TEXTE FOURNI:

+--

Des perspectives économiques sombres

Avec une confiance des consommateurs européens au plus bas, une industrie allemande en chute libre et des prix du gaz en forte hausse, les perspectives économiques pour les mois à venir sont remarquablement sombres. Et dans l’arène politique aussi, les choses se compliquent.

Des nouvelles inquiétantes concernant l’économie européenne…

Au deuxième trimestre, l’économie européenne a enregistré une croissance étonnamment forte (+0,7 % par rapport au premier trimestre), principalement grâce aux bonnes performances de l’Espagne, de l’Italie, de la France et de la Suède. Mais ce n’est pas une raison pour être euphorique, les perspectives pour les mois à venir restent sombres.

La confiance des consommateurs européens est tombée en juillet à son plus bas niveau depuis la création de l’indicateur au milieu des années 1980. De nombreux prix des matières premières baissent en réponse à la montée des risques de récession, mais le prix du gaz européen est aujourd’hui plus de deux fois plus élevé que sa moyenne du deuxième trimestre.

Les perspectives de l’économie allemande, de loin la plus importante en Europe, sont particulièrement inquiétantes. En juillet, les attentes des entrepreneurs allemands sont retombées au niveau le plus bas depuis la fin de l’année 2008. Depuis, le prix du gaz a encore augmenté et le faible niveau des eaux du Rhin a posé des problèmes supplémentaires à l’industrie allemande. Une forte baisse de l’activité dans l’industrie allemande semble inévitable dans les mois à venir.

Perspectives sombres pour l’économie allemande : les estimations des entrepreneurs sont au plus bas

… ne sont pas de bon augure pour l’économie belge

Dans ce contexte, les perspectives de l’économie belge ne sont pas non plus très réjouissantes. Les problèmes en Allemagne impliquent aussi des problèmes chez nous. Les indicateurs avancés de l’économie belge indiquent un affaiblissement de l’activité économique. Par exemple, la confiance des entreprises s’érode (et les chiffres allemands suggèrent que d’autres mauvaises nouvelles dans ce domaine sont à venir) et le travail intérimaire est également en baisse.

Les perspectives de la demande dans le secteur de la construction sont déjà retombées à des niveaux de récession. Le premier semestre de l’année a connu le plus grand nombre de faillites depuis 2014. Il s’agit probablement en partie d’un mouvement de rattrapage après la pause des faillites pendant la pandémie, mais le mouvement s’accélère clairement et pourrait facilement se transformer en quelque chose de pire. D’autant plus que les entreprises sont confrontées à des hausses de salaires spectaculaires. Par exemple, selon les dernières estimations, pour les entreprises qui indexent en janvier, la hausse des salaires sera d’au moins 8%. Dans un climat économique dégradé, cela représentera une lourde charge pour de nombreuses entreprises.

La confiance des entrepreneurs belges comparée aux estimations des entrepreneurs allemands.

+--

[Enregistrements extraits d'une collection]

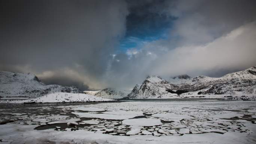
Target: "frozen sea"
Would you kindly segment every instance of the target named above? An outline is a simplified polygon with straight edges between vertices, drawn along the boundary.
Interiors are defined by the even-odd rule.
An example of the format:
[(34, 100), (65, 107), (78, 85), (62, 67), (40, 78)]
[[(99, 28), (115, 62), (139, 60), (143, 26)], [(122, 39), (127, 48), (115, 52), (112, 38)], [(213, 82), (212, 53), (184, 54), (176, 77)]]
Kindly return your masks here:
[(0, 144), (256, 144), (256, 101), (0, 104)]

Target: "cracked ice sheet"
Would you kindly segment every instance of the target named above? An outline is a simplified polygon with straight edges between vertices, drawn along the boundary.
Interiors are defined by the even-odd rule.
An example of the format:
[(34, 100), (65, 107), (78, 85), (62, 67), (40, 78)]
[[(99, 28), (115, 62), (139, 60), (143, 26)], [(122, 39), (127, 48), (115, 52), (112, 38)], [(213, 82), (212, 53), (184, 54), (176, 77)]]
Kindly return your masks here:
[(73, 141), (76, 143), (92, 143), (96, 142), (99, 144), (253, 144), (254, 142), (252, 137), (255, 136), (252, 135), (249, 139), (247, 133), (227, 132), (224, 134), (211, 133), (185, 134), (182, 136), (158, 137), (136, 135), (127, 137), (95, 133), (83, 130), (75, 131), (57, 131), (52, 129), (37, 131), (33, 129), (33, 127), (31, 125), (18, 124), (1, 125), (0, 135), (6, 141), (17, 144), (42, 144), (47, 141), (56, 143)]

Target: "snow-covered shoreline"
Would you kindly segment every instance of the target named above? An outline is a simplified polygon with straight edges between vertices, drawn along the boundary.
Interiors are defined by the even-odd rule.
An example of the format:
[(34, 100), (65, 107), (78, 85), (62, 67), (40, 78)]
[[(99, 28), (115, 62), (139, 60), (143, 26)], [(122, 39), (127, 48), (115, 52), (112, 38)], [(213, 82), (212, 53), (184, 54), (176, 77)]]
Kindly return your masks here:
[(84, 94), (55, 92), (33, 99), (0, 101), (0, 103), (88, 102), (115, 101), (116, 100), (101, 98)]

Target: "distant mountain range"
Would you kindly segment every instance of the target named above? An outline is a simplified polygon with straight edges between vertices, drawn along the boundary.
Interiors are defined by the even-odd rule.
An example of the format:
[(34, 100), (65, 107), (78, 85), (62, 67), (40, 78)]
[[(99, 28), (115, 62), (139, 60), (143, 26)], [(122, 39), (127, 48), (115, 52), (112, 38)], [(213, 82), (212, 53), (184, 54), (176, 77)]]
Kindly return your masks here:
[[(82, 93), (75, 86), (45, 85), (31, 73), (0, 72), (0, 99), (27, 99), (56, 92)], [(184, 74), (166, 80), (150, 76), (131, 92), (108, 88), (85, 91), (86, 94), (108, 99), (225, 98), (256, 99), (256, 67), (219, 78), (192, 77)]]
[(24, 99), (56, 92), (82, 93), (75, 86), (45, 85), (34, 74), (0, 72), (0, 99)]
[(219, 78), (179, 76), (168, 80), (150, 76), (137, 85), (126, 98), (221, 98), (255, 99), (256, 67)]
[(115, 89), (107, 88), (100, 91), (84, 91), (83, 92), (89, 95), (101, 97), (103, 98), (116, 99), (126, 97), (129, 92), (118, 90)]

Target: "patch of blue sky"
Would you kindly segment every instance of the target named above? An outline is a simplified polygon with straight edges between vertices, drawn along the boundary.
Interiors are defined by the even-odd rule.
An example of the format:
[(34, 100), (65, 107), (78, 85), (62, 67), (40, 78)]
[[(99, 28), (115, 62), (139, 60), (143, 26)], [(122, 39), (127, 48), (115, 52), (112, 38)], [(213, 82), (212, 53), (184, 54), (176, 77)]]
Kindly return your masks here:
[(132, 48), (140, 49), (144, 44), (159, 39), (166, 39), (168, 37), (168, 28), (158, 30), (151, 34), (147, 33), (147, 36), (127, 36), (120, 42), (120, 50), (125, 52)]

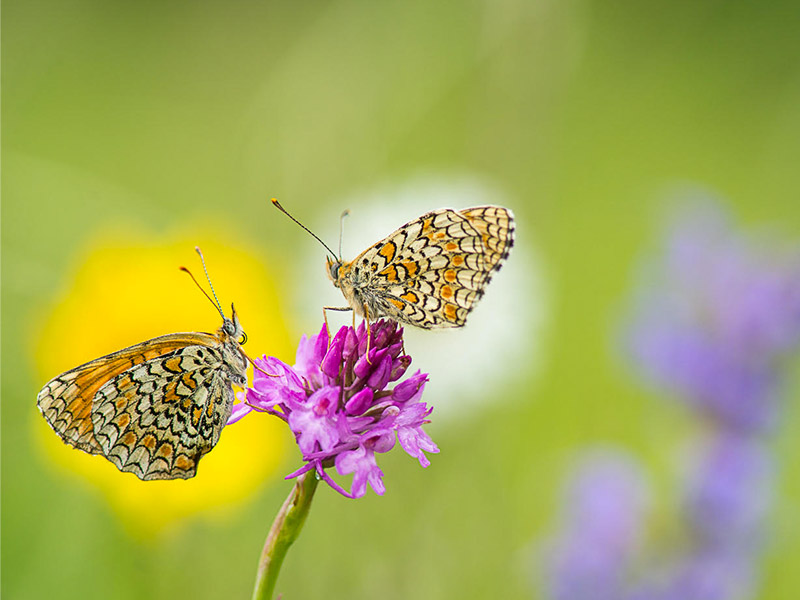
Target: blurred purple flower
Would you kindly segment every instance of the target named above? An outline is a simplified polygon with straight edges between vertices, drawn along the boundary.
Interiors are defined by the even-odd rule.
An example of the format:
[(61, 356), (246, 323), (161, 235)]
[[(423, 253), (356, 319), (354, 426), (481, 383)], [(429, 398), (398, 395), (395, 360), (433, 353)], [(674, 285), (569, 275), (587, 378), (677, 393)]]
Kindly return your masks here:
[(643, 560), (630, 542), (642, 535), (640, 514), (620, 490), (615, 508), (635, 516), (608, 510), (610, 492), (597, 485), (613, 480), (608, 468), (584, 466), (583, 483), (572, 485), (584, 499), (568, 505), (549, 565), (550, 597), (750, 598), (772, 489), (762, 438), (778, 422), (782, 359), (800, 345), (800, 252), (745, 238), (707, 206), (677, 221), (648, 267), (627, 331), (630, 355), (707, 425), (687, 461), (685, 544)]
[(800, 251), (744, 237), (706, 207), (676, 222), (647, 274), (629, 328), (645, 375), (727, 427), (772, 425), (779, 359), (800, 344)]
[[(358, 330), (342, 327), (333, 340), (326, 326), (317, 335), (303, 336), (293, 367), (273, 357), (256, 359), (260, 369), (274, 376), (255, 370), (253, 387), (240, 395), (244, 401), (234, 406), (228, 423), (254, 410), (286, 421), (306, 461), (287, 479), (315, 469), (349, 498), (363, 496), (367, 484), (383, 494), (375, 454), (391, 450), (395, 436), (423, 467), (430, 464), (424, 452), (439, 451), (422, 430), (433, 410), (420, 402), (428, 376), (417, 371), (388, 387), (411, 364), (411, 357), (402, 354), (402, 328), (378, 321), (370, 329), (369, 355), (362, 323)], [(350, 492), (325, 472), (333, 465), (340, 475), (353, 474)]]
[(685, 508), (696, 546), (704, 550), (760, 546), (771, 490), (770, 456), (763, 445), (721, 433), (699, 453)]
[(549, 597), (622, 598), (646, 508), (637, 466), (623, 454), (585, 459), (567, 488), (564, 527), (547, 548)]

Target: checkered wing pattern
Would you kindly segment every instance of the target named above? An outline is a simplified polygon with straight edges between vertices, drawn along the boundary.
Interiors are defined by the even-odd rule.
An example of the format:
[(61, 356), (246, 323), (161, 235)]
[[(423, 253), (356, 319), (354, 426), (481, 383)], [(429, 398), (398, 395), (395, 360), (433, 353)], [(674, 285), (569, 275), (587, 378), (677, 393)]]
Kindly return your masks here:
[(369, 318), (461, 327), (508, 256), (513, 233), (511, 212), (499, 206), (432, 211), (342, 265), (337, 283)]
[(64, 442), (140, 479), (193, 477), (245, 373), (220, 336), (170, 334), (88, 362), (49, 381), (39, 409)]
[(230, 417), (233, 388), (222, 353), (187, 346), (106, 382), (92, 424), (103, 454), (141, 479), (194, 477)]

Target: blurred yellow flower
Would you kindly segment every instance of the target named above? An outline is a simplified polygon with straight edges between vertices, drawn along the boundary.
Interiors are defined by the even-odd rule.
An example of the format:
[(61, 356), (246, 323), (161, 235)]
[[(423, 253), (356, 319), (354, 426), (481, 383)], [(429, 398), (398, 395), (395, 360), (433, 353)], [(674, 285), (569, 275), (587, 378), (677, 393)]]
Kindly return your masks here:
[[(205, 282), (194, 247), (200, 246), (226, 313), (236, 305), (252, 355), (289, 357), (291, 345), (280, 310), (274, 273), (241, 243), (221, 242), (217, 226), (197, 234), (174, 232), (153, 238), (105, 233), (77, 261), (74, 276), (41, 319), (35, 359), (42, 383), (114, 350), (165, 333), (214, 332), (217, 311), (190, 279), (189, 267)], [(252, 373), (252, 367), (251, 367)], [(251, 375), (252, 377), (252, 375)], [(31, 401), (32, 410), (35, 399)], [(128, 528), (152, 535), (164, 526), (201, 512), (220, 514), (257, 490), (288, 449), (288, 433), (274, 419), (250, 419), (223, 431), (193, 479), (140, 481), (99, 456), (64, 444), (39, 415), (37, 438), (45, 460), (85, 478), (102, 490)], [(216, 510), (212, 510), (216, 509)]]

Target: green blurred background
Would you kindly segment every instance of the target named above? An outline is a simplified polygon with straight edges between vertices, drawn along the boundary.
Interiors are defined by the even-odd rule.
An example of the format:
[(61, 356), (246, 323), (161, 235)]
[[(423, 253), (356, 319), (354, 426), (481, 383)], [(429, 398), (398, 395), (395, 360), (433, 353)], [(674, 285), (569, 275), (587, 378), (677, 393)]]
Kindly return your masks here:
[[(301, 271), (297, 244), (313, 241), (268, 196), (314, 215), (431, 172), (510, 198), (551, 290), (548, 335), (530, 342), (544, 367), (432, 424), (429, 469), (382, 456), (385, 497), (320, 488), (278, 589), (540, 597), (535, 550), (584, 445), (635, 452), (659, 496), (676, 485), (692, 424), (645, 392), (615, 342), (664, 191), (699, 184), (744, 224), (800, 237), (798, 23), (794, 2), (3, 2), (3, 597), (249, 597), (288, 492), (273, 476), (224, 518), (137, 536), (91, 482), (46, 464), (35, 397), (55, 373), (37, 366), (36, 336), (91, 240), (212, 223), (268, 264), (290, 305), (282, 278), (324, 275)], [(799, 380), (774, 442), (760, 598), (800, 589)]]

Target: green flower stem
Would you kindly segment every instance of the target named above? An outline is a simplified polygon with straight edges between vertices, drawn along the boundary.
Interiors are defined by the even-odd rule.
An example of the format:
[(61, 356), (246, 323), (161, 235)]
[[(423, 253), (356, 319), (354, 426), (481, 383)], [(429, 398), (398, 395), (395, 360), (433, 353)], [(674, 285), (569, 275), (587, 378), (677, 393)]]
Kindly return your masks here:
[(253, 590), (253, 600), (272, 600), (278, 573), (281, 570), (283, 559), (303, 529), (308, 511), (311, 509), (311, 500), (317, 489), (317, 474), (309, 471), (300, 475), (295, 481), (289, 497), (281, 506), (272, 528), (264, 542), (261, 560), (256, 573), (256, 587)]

+--

CONSIGNES DE L'EXERCICE:
[1] D'après le texte sur les perspectives économiques, à quel niveau la confiance des consommateurs européens est-elle tombée en juillet ?
[2] Recopiez, dans le texte sur les perspectives économiques, tout ce qui va de « Des nouvelles inquiétantes » jusqu'à « du deuxième trimestre. ».
[3] Poursuivez le texte sur les perspectives économiques à partir de sa dernière phrase.

RÉSULTATS DE L'EXERCICE:
[1] À son plus bas niveau depuis la création de l'indicateur au milieu des années 1980.

[2]
Des nouvelles inquiétantes concernant l’économie européenne…

Au deuxième trimestre, l’économie européenne a enregistré une croissance étonnamment forte (+0,7 % par rapport au premier trimestre), principalement grâce aux bonnes performances de l’Espagne, de l’Italie, de la France et de la Suède. Mais ce n’est pas une raison pour être euphorique, les perspectives pour les mois à venir restent sombres.

La confiance des consommateurs européens est tombée en juillet à son plus bas niveau depuis la création de l’indicateur au milieu des années 1980. De nombreux prix des matières premières baissent en réponse à la montée des risques de récession, mais le prix du gaz européen est aujourd’hui plus de deux fois plus élevé que sa moyenne du deuxième trimestre.

[3]
Et puis, bien sûr, il y a différents risques qui sont difficiles à évaluer aujourd’hui, mais qui ne seront probablement pas positifs. Y aura-t-il de nouvelles vagues du coronavirus à l’automne, avec de nouvelles perturbations des chaines d’approvisionnement internationales ? L’approvisionnement énergétique de l’Europe sera-t-il maintenu pendant les mois d’hiver, et à quels prix ? Dans quelle direction vont les tensions géopolitiques ? Quelle sera l’ampleur de l’impact du revirement de la politique monétaire ? Les trimestres à venir seront difficiles en termes économiques.

Automne chaud

Alors que l’économie sera soumise à une pression croissante au cours des prochains mois, les syndicats ont fait campagne pour des augmentations salariales encore plus importantes. Des actions ont déjà été annoncées pour l’automne, notamment une grève nationale. Ils vont probablement accentuer encore la pression dans les mois à venir, même si cela risque de mettre de nombreuses entreprises encore plus en difficulté. Finalement, le dossier des salaires finira plus que probablement sur la table du gouvernement fédéral au printemps prochain.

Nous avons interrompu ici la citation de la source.